• EXERCISE GOAL: Write the next part of the post about basic statistics for data novices, picking up right after its final line.

Below is a TED talk by mathematics professor Arthur Benjamin, a big proponent of statistics. In the talk, he says that, while calculus is important, “all of our students, every high school graduate should know — should be statistics: probability and statistics.”
You don’t need a PhD in statistics or research methodology to appreciate the value of data or to interpret the data and results you are given. In my upcoming posts, I will target the data novice (i.e., the 99%). I will cover a variety of topics regarding basic statistics and statistical thinking that will be designed to give the data novice a basic foundation of statistics and related topics to help them make better use of data and reports.
My hope in writing these posts is that you will be better equipped to ask important questions about the analytics-derived insights you are given by others. These questions include:
- Who sponsored the analytic study? Why was the analysis pursued?
- What were the goals of the analysis? Did you have hypotheses about what you might find before you did the analysis? Were they supported?
- What is the source of the data? Was the data collected for the purposes of this study or was existing data used?
- What is being measured? What are the definitions of each metric?
- What statistical tests were used?

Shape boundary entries
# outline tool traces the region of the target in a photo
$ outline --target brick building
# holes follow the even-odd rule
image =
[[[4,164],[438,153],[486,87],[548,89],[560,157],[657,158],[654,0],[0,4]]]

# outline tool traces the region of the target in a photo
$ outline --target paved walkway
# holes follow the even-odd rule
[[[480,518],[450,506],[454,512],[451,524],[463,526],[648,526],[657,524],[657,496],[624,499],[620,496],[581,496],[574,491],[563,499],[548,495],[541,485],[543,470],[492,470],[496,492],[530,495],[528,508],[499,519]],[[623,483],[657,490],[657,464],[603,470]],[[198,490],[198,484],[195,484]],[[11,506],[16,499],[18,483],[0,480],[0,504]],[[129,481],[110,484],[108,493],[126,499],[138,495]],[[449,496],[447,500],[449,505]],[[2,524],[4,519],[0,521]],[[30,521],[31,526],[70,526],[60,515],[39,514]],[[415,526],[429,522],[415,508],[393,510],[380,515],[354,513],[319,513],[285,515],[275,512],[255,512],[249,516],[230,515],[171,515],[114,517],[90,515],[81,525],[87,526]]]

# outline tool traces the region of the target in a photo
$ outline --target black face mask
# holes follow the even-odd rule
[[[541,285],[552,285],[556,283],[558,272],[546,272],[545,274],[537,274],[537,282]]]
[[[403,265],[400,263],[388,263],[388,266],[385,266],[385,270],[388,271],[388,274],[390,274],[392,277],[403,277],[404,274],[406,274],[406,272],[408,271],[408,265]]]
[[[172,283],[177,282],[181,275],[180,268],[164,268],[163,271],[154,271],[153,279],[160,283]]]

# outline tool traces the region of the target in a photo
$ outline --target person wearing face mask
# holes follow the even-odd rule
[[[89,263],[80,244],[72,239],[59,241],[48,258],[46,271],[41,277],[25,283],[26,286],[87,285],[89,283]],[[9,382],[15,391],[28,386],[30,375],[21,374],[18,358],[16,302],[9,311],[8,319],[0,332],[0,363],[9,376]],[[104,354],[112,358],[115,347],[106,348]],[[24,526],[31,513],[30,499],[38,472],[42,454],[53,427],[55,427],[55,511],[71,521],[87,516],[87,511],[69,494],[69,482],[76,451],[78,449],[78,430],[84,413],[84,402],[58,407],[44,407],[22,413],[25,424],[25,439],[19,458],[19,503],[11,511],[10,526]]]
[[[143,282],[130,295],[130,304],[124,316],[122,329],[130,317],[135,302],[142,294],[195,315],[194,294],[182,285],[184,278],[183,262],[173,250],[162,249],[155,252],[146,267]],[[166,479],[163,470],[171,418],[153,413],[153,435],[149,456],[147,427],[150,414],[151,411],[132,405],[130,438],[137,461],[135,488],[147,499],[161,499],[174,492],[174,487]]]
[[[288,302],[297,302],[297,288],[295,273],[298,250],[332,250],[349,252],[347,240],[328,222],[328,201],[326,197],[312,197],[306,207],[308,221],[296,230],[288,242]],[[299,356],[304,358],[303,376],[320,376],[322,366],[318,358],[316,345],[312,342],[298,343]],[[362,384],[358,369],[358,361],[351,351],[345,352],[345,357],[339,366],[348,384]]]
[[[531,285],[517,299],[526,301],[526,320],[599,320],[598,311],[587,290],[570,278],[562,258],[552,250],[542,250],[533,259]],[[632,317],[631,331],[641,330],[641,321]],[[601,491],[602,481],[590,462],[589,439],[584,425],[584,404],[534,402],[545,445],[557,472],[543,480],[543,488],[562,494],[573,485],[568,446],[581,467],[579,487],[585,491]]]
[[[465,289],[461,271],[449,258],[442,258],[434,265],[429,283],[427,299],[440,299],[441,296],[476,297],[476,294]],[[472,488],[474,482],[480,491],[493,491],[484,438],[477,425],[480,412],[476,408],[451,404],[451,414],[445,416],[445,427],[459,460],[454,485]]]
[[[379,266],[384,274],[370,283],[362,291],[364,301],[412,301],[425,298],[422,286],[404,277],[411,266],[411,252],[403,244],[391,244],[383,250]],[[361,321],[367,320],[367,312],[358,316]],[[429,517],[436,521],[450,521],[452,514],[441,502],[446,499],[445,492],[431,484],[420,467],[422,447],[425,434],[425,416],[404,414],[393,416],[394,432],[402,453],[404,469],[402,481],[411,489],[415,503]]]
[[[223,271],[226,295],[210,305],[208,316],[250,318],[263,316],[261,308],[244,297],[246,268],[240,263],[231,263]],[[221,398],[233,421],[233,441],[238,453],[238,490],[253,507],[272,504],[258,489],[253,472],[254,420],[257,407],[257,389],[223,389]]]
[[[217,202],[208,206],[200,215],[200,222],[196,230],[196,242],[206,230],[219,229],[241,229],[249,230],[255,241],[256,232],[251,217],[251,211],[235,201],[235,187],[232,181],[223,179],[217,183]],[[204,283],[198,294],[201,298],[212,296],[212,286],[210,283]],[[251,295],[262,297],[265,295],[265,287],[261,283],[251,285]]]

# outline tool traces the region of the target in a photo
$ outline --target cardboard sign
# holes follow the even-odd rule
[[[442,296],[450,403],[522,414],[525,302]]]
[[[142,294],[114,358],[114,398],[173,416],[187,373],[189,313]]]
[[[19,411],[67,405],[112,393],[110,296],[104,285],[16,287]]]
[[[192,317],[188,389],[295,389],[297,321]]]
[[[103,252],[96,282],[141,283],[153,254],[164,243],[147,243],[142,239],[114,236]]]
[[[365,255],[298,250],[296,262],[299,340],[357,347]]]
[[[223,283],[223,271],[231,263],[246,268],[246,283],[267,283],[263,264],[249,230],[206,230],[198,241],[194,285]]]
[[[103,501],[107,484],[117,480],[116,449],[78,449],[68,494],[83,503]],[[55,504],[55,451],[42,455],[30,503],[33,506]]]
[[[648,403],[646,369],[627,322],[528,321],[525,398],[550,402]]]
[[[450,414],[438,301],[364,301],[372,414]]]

• THE RESPONSE:
It’s necessary to be skeptical of any results you are given. The knowledge of statistics and statistical thinking will help you be critical when evaluating the merits of projects and reports that involve analytics of any sort.
Measurement involves the process of assigning a formal number system to some characteristics of objects or events. The numbers represent the underlying characteristic we are measuring. Measurement scales are the means by which we assign the number to the object or entity, and this number represents some characteristic of that object or entity.
Stevens (1951)¹ divided measurement scales into four types: nominal, ordinal, interval, and ratio. The degree to which these scales differ is reflected in the degree to which arithmetic operations make sense with the values of the scales as well as the types of statistical analyses that can be done using the values.
A nominal scale categorizes or labels objects. These objects are mutually exclusive, and the numbers on the nominal scale reflect only that the objects are different from one another. For example, we might use a nominal scale to categorize smartphone manufacturers.
- Apple is assigned a 1.
- Samsung is assigned a 2.
- HTC is assigned a 3.
We may also use a nominal scale to label a set of stores.
- Bob’s Barn is assigned a 1.
- Theresa’s Tent is assigned a 2.
- Stephen’s Store is assigned a 3.
- Marissa’s Mall is assigned a 4.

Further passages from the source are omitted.